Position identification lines
===============

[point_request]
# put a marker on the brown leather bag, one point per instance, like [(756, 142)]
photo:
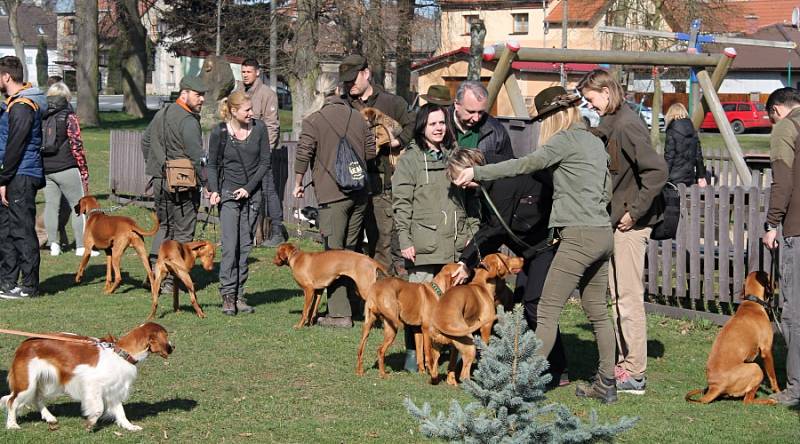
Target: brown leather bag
[(180, 175)]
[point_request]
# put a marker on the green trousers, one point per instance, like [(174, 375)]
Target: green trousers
[(580, 262)]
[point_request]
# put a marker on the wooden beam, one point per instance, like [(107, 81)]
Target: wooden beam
[(699, 112), (734, 150), (617, 57)]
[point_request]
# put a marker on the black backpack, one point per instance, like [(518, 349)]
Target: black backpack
[(54, 133)]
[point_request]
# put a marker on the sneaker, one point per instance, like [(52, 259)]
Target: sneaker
[(79, 252), (632, 385), (601, 388), (785, 398)]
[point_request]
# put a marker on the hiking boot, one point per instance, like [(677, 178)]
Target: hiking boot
[(603, 389), (343, 322), (632, 385), (229, 304), (242, 307), (786, 398)]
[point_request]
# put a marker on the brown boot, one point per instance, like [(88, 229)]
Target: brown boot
[(242, 307), (229, 304)]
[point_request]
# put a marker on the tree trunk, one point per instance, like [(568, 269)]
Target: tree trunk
[(134, 59), (16, 37), (305, 63), (375, 45), (86, 64), (403, 51), (477, 34)]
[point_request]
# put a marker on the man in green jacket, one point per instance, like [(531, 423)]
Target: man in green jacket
[(175, 133)]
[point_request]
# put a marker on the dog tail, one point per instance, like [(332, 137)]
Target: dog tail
[(139, 230)]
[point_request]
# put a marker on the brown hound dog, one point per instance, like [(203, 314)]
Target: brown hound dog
[(178, 259), (112, 234)]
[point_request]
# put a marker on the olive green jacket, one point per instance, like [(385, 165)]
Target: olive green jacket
[(581, 182), (432, 215)]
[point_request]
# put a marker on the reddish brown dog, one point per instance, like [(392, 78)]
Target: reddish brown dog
[(314, 272), (400, 304), (112, 234), (464, 309), (178, 259), (730, 370)]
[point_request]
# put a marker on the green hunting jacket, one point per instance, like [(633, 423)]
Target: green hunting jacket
[(581, 181), (431, 214)]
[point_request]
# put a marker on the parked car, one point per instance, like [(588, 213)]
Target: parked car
[(742, 116)]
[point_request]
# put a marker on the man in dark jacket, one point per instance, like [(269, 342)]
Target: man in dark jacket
[(475, 128), (362, 93), (21, 175), (174, 133), (340, 214)]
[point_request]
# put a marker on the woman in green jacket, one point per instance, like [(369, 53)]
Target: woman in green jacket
[(581, 191), (433, 218)]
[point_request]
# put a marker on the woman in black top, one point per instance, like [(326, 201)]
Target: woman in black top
[(524, 203), (238, 158)]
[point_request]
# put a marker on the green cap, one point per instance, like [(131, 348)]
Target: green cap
[(350, 66), (193, 83)]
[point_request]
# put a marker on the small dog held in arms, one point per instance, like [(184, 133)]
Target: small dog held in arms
[(314, 272), (730, 370), (98, 373), (178, 259)]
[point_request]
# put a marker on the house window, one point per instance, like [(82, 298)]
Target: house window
[(520, 23), (469, 20)]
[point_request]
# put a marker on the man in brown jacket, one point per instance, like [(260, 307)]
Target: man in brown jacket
[(341, 215), (783, 106), (362, 93), (265, 108)]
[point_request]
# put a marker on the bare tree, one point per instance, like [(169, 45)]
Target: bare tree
[(134, 58), (86, 63), (12, 7)]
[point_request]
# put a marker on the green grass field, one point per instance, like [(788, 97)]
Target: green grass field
[(252, 378)]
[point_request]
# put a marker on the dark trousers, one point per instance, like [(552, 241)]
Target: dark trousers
[(238, 224), (177, 218), (20, 246), (529, 285), (272, 203)]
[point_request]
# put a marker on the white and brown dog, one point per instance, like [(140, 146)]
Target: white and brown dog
[(98, 373)]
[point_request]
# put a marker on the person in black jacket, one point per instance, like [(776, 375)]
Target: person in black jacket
[(682, 150), (524, 203)]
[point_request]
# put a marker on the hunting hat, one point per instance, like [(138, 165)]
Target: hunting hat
[(193, 83), (553, 99), (439, 95), (350, 66)]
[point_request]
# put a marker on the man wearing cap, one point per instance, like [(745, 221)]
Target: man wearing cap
[(362, 93), (174, 133), (475, 128)]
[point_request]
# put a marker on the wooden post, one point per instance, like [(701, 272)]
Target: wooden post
[(721, 70), (655, 131), (734, 150)]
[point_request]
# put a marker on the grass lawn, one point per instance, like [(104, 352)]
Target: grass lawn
[(252, 378)]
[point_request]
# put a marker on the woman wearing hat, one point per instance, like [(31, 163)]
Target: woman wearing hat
[(581, 183)]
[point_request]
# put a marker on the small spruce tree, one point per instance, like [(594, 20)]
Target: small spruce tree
[(510, 405)]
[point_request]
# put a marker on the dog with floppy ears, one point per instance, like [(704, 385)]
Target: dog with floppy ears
[(401, 304), (178, 259), (730, 370), (98, 373), (113, 234), (314, 272)]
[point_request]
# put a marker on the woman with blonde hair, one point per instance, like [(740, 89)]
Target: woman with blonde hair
[(682, 149), (238, 158), (579, 219), (638, 175)]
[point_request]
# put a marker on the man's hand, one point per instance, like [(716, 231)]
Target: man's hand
[(409, 253), (626, 223), (769, 239)]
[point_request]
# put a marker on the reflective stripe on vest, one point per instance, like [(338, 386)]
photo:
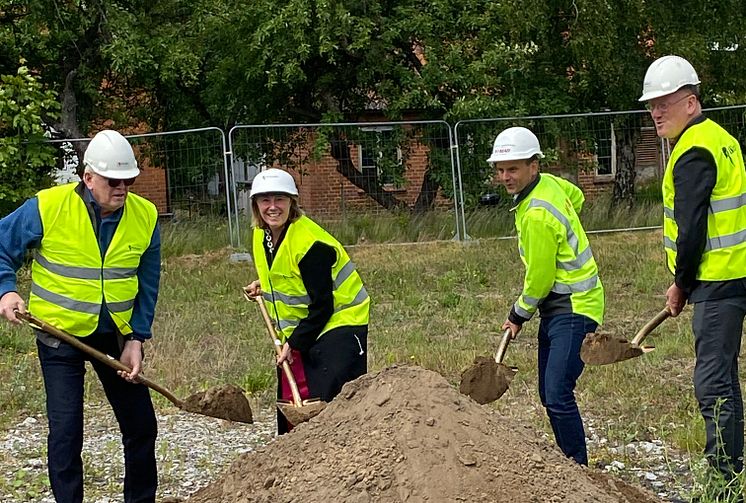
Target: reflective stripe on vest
[(70, 280), (283, 287), (724, 256)]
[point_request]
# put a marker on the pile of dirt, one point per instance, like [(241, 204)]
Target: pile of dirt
[(404, 434)]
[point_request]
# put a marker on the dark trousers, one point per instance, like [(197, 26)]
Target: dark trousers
[(717, 326), (63, 369), (338, 357), (560, 366)]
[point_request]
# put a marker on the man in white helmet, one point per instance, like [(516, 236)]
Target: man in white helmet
[(561, 280), (95, 275), (704, 227)]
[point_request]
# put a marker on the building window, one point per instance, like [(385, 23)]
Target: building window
[(605, 156), (379, 156)]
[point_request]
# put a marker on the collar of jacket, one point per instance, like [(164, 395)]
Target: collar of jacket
[(525, 192)]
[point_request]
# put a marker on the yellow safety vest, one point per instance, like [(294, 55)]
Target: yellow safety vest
[(724, 256), (70, 280), (553, 204), (283, 288)]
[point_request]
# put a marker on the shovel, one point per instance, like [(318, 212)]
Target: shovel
[(298, 410), (488, 378), (603, 349), (224, 402)]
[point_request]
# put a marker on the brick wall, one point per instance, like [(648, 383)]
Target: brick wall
[(323, 190)]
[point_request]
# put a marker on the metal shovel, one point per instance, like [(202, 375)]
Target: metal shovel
[(603, 349), (298, 410), (224, 402), (488, 378)]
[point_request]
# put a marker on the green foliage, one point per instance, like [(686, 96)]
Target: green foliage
[(25, 160), (181, 64)]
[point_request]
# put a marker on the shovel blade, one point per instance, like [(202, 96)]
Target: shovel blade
[(485, 381), (224, 402), (296, 414), (604, 349)]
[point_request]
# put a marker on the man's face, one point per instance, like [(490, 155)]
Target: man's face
[(516, 175), (671, 113), (109, 193)]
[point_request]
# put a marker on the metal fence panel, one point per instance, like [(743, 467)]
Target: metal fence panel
[(365, 182), (592, 150), (183, 173)]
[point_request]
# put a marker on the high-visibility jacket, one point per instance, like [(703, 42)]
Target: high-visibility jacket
[(555, 250), (283, 287), (69, 277), (724, 257)]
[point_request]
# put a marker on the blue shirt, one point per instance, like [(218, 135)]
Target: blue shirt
[(22, 230)]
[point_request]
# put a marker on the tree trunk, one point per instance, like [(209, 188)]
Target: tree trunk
[(68, 126), (626, 158)]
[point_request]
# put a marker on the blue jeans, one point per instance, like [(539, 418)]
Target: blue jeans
[(560, 366), (63, 369)]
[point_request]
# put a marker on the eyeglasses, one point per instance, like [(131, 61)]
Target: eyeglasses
[(114, 182), (663, 107)]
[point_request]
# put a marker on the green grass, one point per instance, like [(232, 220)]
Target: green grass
[(437, 305)]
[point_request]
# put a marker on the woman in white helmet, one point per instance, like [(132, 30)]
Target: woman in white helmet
[(704, 229), (313, 292)]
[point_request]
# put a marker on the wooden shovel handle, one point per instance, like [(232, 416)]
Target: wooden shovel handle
[(503, 345), (98, 355), (297, 400), (650, 326)]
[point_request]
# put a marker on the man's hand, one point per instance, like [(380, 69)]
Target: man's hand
[(132, 357), (514, 329), (10, 302), (675, 299), (253, 289)]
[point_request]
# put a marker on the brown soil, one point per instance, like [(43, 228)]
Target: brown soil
[(603, 349), (296, 414), (225, 402), (486, 380), (404, 434)]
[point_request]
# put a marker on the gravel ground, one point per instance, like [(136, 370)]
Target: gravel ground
[(193, 450)]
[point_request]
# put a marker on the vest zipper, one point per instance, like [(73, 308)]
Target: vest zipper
[(359, 344)]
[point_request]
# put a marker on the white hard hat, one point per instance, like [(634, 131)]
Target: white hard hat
[(667, 75), (515, 143), (109, 154), (273, 181)]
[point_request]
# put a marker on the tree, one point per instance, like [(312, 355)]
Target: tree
[(26, 161), (181, 64)]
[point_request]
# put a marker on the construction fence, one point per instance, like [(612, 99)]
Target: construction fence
[(395, 181)]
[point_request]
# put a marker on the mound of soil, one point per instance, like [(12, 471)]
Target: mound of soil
[(404, 434)]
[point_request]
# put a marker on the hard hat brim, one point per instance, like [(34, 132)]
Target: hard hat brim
[(494, 158)]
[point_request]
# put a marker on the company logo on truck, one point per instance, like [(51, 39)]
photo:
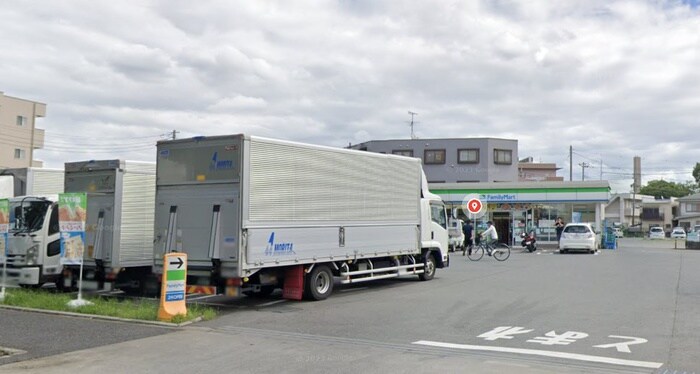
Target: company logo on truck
[(274, 249), (217, 164)]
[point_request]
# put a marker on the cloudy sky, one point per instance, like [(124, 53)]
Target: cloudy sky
[(613, 79)]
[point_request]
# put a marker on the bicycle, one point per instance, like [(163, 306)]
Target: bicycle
[(500, 252)]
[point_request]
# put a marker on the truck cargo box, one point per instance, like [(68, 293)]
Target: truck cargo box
[(247, 203), (120, 203)]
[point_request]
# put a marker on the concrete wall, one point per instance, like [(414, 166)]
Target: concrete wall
[(14, 136), (452, 171)]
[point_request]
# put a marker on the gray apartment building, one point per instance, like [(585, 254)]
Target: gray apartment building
[(19, 137), (456, 160)]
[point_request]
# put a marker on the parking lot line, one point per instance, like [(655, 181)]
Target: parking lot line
[(534, 352)]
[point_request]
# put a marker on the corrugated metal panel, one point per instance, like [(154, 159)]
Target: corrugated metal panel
[(140, 167), (47, 182), (293, 182), (138, 204)]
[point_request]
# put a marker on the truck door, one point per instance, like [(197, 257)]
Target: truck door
[(438, 226), (52, 244)]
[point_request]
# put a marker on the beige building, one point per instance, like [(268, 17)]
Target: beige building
[(530, 171), (19, 137)]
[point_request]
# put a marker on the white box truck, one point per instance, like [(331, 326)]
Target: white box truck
[(119, 223), (256, 214), (30, 182), (33, 243), (33, 246)]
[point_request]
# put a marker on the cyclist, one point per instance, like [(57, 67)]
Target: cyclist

===============

§ **WHAT THE EXERCISE ASKS**
Select every line above that contains the word "person", matching case exactly, and copy each one out.

§ **PROBLEM SOLUTION**
# put a marker on the person in black jacket, one point per instance, like [(776, 375)]
Target: person in black jacket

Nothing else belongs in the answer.